● Exercise brief
Return every line of the entries below as a JSON list of strings, with one string per line and blank lines omitted.

* Begin Data for processing *

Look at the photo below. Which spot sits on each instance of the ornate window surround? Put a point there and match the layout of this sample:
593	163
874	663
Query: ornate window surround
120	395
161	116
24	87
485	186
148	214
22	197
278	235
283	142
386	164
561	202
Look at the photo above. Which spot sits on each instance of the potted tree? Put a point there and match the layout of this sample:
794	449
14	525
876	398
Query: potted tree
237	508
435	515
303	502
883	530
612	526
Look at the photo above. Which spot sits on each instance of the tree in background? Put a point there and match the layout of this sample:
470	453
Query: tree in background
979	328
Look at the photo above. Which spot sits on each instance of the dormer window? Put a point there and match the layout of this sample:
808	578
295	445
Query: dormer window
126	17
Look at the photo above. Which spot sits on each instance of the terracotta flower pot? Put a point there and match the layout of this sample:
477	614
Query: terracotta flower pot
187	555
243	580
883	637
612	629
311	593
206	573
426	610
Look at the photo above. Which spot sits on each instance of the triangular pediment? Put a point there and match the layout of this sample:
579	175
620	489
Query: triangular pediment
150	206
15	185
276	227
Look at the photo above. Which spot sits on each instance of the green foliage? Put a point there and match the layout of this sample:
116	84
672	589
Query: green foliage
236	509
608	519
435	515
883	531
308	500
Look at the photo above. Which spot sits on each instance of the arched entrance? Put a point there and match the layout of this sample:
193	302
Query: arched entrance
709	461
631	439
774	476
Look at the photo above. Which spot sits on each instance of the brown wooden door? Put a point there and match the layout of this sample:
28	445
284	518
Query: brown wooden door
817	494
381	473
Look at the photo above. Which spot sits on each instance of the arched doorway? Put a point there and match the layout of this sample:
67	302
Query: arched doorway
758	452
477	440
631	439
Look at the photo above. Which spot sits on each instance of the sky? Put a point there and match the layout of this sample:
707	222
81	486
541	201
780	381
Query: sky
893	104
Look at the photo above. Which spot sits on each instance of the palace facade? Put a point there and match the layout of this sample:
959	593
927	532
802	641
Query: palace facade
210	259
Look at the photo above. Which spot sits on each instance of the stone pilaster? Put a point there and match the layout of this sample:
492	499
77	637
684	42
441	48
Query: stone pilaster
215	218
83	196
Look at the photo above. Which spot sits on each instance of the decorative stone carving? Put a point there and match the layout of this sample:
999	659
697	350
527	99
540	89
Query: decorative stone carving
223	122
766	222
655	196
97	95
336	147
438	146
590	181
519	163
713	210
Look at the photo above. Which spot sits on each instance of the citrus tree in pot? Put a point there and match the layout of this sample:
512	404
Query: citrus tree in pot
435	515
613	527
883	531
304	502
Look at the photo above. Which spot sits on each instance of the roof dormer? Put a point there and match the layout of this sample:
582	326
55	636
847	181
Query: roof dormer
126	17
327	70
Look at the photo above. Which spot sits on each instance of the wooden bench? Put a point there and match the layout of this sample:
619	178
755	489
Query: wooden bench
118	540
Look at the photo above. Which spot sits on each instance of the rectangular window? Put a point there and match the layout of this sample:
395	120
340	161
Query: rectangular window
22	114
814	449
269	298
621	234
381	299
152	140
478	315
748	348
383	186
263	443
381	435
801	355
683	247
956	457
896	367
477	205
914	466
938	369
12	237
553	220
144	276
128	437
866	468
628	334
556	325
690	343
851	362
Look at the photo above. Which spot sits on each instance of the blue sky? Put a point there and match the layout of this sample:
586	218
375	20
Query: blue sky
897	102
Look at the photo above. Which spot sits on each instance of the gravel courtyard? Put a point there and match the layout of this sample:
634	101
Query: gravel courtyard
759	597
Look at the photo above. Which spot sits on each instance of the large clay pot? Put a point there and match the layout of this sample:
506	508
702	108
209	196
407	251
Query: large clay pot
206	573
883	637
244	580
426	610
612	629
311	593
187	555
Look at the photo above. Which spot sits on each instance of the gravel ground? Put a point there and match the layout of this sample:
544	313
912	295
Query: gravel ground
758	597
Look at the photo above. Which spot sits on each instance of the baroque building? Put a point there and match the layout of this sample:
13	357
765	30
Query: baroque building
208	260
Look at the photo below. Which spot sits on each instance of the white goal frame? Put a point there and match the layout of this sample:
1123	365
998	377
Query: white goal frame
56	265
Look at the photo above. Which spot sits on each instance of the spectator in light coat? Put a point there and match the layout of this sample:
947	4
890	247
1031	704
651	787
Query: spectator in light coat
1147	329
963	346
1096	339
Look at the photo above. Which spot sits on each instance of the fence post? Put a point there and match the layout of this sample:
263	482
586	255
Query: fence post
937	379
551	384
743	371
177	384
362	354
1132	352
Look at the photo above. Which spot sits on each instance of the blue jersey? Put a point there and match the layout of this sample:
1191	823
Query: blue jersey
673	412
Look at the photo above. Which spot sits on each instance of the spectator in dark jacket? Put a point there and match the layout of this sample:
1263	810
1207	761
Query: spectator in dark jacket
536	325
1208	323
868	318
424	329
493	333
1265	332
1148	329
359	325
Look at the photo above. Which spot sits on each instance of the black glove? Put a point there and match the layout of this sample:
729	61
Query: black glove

* End Data for processing *

● Exercise solution
[
  "Look at the photo below. Which spot sits on each instance of the ornate window surround? Put a point there and match the layout of this sample:",
  "593\t163",
  "874\t663",
  "Query: ornate window surround",
  "120\t395",
  "161\t116",
  "24\t87",
  "485\t186",
  "148\t214",
  "22\t197",
  "278\t235",
  "283\t142",
  "386\t164",
  "561\t202",
  "Look at the photo above. Which spot sits on each instance of the potted tree? Put a point there and match the layout of this sample:",
  "794\t449",
  "14\t525",
  "876\t398",
  "Query: potted tree",
  "237\t508",
  "435\t515",
  "303\t502",
  "883\t530",
  "612\t526",
  "Look at the photo above. Which spot sits on each instance of the tree in background? Put a point there and match the layout of this sample:",
  "470\t453",
  "Query: tree in background",
  "979\t328",
  "Look at the photo above. Which spot sits on each instance of the dormer window? Put a point there and match the layout of this sample:",
  "808\t578",
  "295\t445",
  "Query: dormer window",
  "126\t17",
  "Look at the photo above. Which spot sits on each instance of the terracotta flower pot? Put a point there and match the layout of this sample:",
  "477\t614",
  "Query: terracotta flower pot",
  "187\t555",
  "243\t580",
  "883\t637",
  "612\t629",
  "311\t593",
  "206\t573",
  "426\t610",
  "Look at the photo above. Which spot sits on each instance of the triangular pediment? Put a point there and match the layout of this sample:",
  "579\t175",
  "620\t489",
  "Query: triangular pediment",
  "150\t206",
  "15\t185",
  "276\t227",
  "Look at the photo above. Which spot sits on each instance of the green foliage? Put a point there and match the layout of this sample:",
  "116\t84",
  "672\t589",
  "Query: green foliage",
  "236\t509",
  "608\t519",
  "435\t515",
  "883\t531",
  "308\t500",
  "Look at the photo above. Which spot sits on each instance of the arched entrance? Put a point there and match the layout of this sample:",
  "193\t302",
  "Query: arched entrance",
  "709\t461",
  "631\t439",
  "774\t476",
  "Look at the photo above. Which spot sits on each instance of the brown wooden door? Put a point there and match the layout of this sample:",
  "28\t445",
  "284\t518",
  "Query: brown wooden door",
  "817\t494",
  "381\t473",
  "Look at the photo above. Which spot sits on each instance of the arched doorway? Put a point there and match the layout of this sample:",
  "67\t302",
  "Query: arched doorway",
  "758\t452",
  "477\t440",
  "631\t439",
  "Look at the photo above. Which spot sits on each instance of the sky? Put a point there and match the layout of this sample:",
  "707\t222",
  "81\t486",
  "541\t201",
  "780\t381",
  "Query: sky",
  "893\t104",
  "Look at the photo above. Which spot sits on each instance of the palace facade? Put a point there and match the layout of this sample:",
  "959\t593",
  "927\t532",
  "802\t641",
  "Query: palace facade",
  "210\t259",
  "Look at the photo above. Which spot sits on each instance of the stone pilaster? Put a point there and match the layout of this sample:",
  "492\t499",
  "77\t637",
  "684\t42",
  "441\t48",
  "Query: stone pilaster",
  "215\t218",
  "83\t196",
  "Look at the photo above. Which spot sits on each instance of the decorative stone carving? Put a point there and match the layout of this sample:",
  "999\t659",
  "697\t350",
  "527\t99",
  "540\t89",
  "Query: decorative stone carving",
  "223\t122",
  "766\t222",
  "655\t196",
  "97\t95",
  "336\t147",
  "438\t146",
  "590\t181",
  "519\t163",
  "713\t210",
  "Look at the photo above. Which spot sits on each instance of the citrus tree in pot? Put a point there and match the layout of this sample:",
  "512\t404",
  "Query: citrus tree in pot",
  "435\t515",
  "613\t527",
  "883\t531",
  "304\t502",
  "Look at the photo above. Which spot sits on each instance of the roof dormer? Put a point there and match the layout of this sample:",
  "582\t326",
  "55\t636",
  "847\t181",
  "Query: roof dormer",
  "126\t17",
  "327\t70",
  "Look at the photo above. Which spot sits on each instance of the wooden bench? Put a point there and match the layout of this sample:",
  "619\t178",
  "755\t489",
  "Query: wooden bench",
  "118\t540",
  "Look at the photo above. Which spot sits on each instance of the rectangular window? Put a point there and match the layout of this sample:",
  "395\t120",
  "340\t161",
  "Query: rectangular window",
  "22\t114",
  "814\t449",
  "269\t298",
  "621\t234",
  "381\t299",
  "152\t140",
  "478\t315",
  "748\t348",
  "383\t186",
  "263\t443",
  "381\t435",
  "801\t355",
  "683\t247",
  "956\t457",
  "896\t367",
  "477\t205",
  "914\t466",
  "938\t369",
  "12\t237",
  "553\t220",
  "144\t276",
  "128\t437",
  "866\t468",
  "628\t334",
  "556\t325",
  "690\t343",
  "851\t362",
  "Look at the photo above. Which spot sits on each instance of the blue sky? Put a point there and match the layout of this sample:",
  "586\t218",
  "375\t20",
  "Query: blue sky",
  "897\t102",
  "Look at the photo above. Which spot sits on each instance of the gravel courtyard? Put a point there and match the layout of this sample:",
  "634\t101",
  "Query: gravel courtyard",
  "759\t597",
  "Look at the photo above. Which spot sits on each instance of the large clay pot? Put a point there and match the layout of this sample:",
  "506\t508",
  "702\t108",
  "209\t196",
  "407\t251",
  "Query: large clay pot",
  "206\t573",
  "883\t637",
  "244\t580",
  "426\t610",
  "612\t629",
  "311\t593",
  "187\t555",
  "Look at the photo above. Which spot sits on each instance of the gravel ground? Put a point there and match the layout of this sample:",
  "544\t313",
  "912\t295",
  "Query: gravel ground",
  "758\t597",
  "Look at the photo above. Which spot sits on each instance of the baroque building? Put a point there and match the layout of this sample:",
  "13\t357",
  "765\t30",
  "Query: baroque building",
  "208\t260",
  "Look at the photo below. Which spot sits on each instance of the white goal frame? Put a point there and match the layout of this sample:",
  "1123\t365",
  "998\t377",
  "Query: white goal frame",
  "56\t265",
  "Look at the photo above. Which spot sits on each instance of the spectator in light coat? Put a point there and match the layout of this sample:",
  "947\t4",
  "890\t247",
  "1031\t704",
  "651\t787",
  "Query: spectator in light coat",
  "1147\t329",
  "963\t346",
  "1096\t339",
  "Look at the photo above. Which spot sits on each instance of the fence post? Put a point there and match the layout of this sample:",
  "263\t482",
  "586\t255",
  "Query: fence post",
  "937\t379",
  "551\t384",
  "743\t371",
  "177\t384",
  "362\t354",
  "1132\t352",
  "Look at the photo above. Which spot sits on each instance of the blue jersey? Put a point there and match the layout of this sample:",
  "1191\t823",
  "Query: blue jersey",
  "673\t412",
  "Look at the photo above. Which spot sits on each instance of the spectator in dark jacket? Put a point there and match the layout of this sample:",
  "1263\t810",
  "1207\t761",
  "Query: spectator in dark jacket",
  "536\t325",
  "1208\t323",
  "868\t318",
  "424\t329",
  "493\t333",
  "1265\t332",
  "1148\t329",
  "359\t325",
  "Look at the photo above. Which spot sits on each instance of the black glove? Put a point there and match the layout of this sample:",
  "729\t61",
  "Query: black glove"
]